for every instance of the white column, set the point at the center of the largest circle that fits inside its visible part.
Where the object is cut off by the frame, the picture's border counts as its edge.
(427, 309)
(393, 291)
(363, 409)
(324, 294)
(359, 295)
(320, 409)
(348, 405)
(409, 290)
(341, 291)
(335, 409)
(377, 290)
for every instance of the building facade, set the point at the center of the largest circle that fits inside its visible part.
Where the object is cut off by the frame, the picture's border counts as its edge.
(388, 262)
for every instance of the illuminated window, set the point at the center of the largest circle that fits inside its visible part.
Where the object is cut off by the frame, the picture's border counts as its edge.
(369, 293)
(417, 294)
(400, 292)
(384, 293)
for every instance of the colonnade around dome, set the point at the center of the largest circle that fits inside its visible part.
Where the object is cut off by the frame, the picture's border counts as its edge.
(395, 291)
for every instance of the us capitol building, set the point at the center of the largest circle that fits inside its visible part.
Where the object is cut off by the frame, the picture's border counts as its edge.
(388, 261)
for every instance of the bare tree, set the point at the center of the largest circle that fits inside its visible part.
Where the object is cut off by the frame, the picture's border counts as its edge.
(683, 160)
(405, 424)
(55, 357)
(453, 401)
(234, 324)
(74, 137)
--------------------
Requirement:
Once more, write out the records in full, exactly as they appear.

Expected answer:
for every instance of the white column, set the point at the center of the largest circle that fits inside its visible part.
Where the object is cut off by the frame, the picture's border counts as its edge.
(427, 309)
(393, 291)
(363, 409)
(324, 294)
(359, 295)
(320, 409)
(348, 405)
(409, 290)
(341, 291)
(335, 409)
(377, 290)
for every instance of the building facade, set the point at the center of the largest circle that fits inside its visible part.
Where the object is cut off by the frame, the picture's border counts as its edge.
(388, 262)
for every instance of the illuminated window, set the point at the center of the largest circle that fits inside its visible part.
Where the object is cut off by the frame, the picture's border counts as its edge.
(369, 293)
(417, 294)
(400, 292)
(384, 293)
for every instance of the colonnade around dome, set the point at the center of the largest circle that fits inside its visible part.
Where the object is cut off by the frame, the picture's border counts as its edge.
(395, 291)
for every instance of the us capitol building, set the point at the center of the largest circle that fits inside its visible part.
Where the object is cut off by the frame, the picture's border counts as its edge.
(388, 261)
for every instance of the bare tree, set the point at the center of the largest circle that fits inside its visible part.
Where the object is cut off by the frame, the picture's border counts as its edge.
(683, 160)
(405, 424)
(55, 357)
(453, 401)
(234, 324)
(74, 137)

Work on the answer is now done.